Requests
1. According to the personal reflection, where is the birds' nest built?
2. Transcribe the part of the personal reflection starting at "I have the luxury" and ending at "through my window.".

Excerpt provided
------------

I have the luxury of time now, reflection, opportunity. I’m 24 but I wasted an embarrassing amount of years shoring up the flotsam of who I used to be. I don’t worry so much now. I know I’ve kissed boys I’ve regretted. I know I’ve eaten ice cream the carton and left it on the counter until morning. Laundry piles up, bills change color; but I keep waking up in the morning and find it comforting.

Time shifts. Slows down. There’s a birds nest that’s been shuddering with wakeful chicks since last Sunday. It’s an eyrie built in the rain gutter and there’s a poem in there somewhere. They keep me up at night, I hear their hungry cries. They’ve just woken up and I hear them through my window.

There’s a rise and fall to my emotions. I used to think they were impressionism, small strokes of color and enough space in between to contrast. I have a Rembrandt temper, deep and opaque.

I’m working on this.

------------

Data records
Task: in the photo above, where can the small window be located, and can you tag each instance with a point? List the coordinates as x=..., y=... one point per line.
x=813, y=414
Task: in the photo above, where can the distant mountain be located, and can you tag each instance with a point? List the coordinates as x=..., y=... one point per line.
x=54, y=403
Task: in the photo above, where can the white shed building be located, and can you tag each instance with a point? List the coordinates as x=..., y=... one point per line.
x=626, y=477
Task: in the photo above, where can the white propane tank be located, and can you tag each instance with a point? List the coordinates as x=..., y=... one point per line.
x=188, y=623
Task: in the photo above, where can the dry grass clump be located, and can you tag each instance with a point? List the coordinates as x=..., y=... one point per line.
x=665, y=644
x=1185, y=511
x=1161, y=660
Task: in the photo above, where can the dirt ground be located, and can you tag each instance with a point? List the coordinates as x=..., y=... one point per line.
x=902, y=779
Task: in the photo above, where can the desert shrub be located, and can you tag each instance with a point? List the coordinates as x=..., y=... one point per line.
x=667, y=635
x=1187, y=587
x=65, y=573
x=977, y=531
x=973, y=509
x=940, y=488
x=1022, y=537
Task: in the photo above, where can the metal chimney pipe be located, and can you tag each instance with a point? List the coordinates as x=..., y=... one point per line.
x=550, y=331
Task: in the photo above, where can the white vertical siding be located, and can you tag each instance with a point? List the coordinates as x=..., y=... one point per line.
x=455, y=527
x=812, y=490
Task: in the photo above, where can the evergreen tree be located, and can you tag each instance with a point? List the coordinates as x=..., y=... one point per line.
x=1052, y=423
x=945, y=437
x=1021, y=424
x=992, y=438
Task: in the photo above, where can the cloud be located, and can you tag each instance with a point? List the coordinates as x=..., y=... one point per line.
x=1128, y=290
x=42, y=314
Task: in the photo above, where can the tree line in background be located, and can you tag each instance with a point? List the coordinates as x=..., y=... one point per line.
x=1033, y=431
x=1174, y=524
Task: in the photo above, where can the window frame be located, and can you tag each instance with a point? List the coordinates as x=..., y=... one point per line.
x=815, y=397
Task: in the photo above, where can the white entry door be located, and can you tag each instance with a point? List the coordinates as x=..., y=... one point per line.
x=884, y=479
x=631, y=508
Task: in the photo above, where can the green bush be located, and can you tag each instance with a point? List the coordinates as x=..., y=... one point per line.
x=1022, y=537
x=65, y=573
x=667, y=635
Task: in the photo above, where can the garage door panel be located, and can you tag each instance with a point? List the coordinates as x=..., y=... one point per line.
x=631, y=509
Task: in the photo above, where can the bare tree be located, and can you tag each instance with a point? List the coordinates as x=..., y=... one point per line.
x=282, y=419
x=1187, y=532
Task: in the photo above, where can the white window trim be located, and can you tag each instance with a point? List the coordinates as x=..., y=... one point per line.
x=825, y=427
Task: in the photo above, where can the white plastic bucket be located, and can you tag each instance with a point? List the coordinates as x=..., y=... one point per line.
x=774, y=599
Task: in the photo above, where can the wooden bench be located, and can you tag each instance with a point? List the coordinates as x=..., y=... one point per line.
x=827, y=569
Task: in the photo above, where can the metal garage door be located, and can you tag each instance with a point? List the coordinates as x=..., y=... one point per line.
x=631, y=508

------------

Solved problems
1. In the rain gutter.

2.
I have the luxury of time now, reflection, opportunity. I’m 24 but I wasted an embarrassing amount of years shoring up the flotsam of who I used to be. I don’t worry so much now. I know I’ve kissed boys I’ve regretted. I know I’ve eaten ice cream the carton and left it on the counter until morning. Laundry piles up, bills change color; but I keep waking up in the morning and find it comforting.

Time shifts. Slows down. There’s a birds nest that’s been shuddering with wakeful chicks since last Sunday. It’s an eyrie built in the rain gutter and there’s a poem in there somewhere. They keep me up at night, I hear their hungry cries. They’ve just woken up and I hear them through my window.